**WHAT YOU NEED TO DO**
Reproduce the passage on dummy variables in regression word for word, from start to finish.

**PAGE TEXT**

┄┄┄┄┄┄┄┄┄┄

Our coefficients are 4 and -2. This seems much more phylogenetically correct: The default number of legs is 4, and the effect of being human is to lose 2 legs.
All these regressions are really saying the same thing: Humans have 2 legs, cats have 4. And in this particular case, it’s simple and obvious. But once things start getting more complicated, people tend to make mistakes even on these very simple questions.

A common mistake would be to try to include a constant and both dummy variables: constant human cat. What happens if we try that? The matrix algebra gets particularly nasty, first of all:

\[ X = \begin{bmatrix} 1 & 1 & 0 \\ 1 & 0 & 1 \end{bmatrix} \]

\[ X’X = \begin{bmatrix} 1 & 1 \\ 1 & 0 \\ 0 & 1 \end{bmatrix} \begin{bmatrix} 1 & 1 & 0 \\ 1 & 0 & 1 \end{bmatrix} = \begin{bmatrix} 2 & 1 & 1 \\ 1 & 1 & 0 \\ 1 & 0 & 1 \end{bmatrix} \]

reg_7

Our covariance matrix X’X is now 3×3, first of all. That means we have more coefficients than we have data points. But we could throw in another human and another cat to fix that problem.

┄┄┄┄┄┄┄┄┄┄

**SOURCE MATERIAL**

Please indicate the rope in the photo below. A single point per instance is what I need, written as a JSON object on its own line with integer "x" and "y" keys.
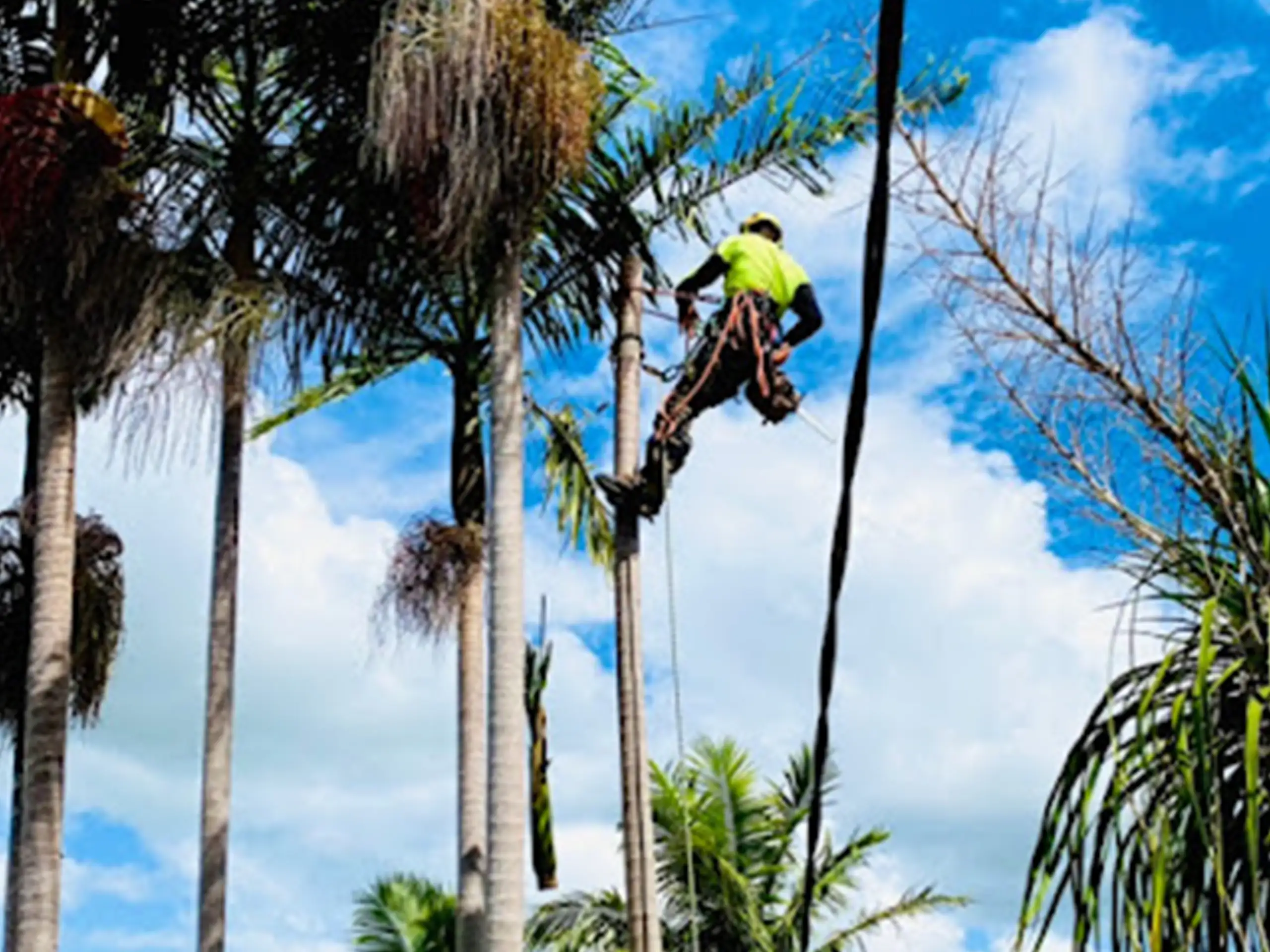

┄┄┄┄┄┄┄┄┄┄

**TASK ANSWER**
Our coefficients are 4 and -2. This seems much more phylogenetically correct: The default number of legs is 4, and the effect of being human is to lose 2 legs.
All these regressions are really saying the same thing: Humans have 2 legs, cats have 4. And in this particular case, it’s simple and obvious. But once things start getting more complicated, people tend to make mistakes even on these very simple questions.

A common mistake would be to try to include a constant and both dummy variables: constant human cat. What happens if we try that? The matrix algebra gets particularly nasty, first of all:

\[ X = \begin{bmatrix} 1 & 1 & 0 \\ 1 & 0 & 1 \end{bmatrix} \]

\[ X’X = \begin{bmatrix} 1 & 1 \\ 1 & 0 \\ 0 & 1 \end{bmatrix} \begin{bmatrix} 1 & 1 & 0 \\ 1 & 0 & 1 \end{bmatrix} = \begin{bmatrix} 2 & 1 & 1 \\ 1 & 1 & 0 \\ 1 & 0 & 1 \end{bmatrix} \]

reg_7

Our covariance matrix X’X is now 3×3, first of all. That means we have more coefficients than we have data points. But we could throw in another human and another cat to fix that problem.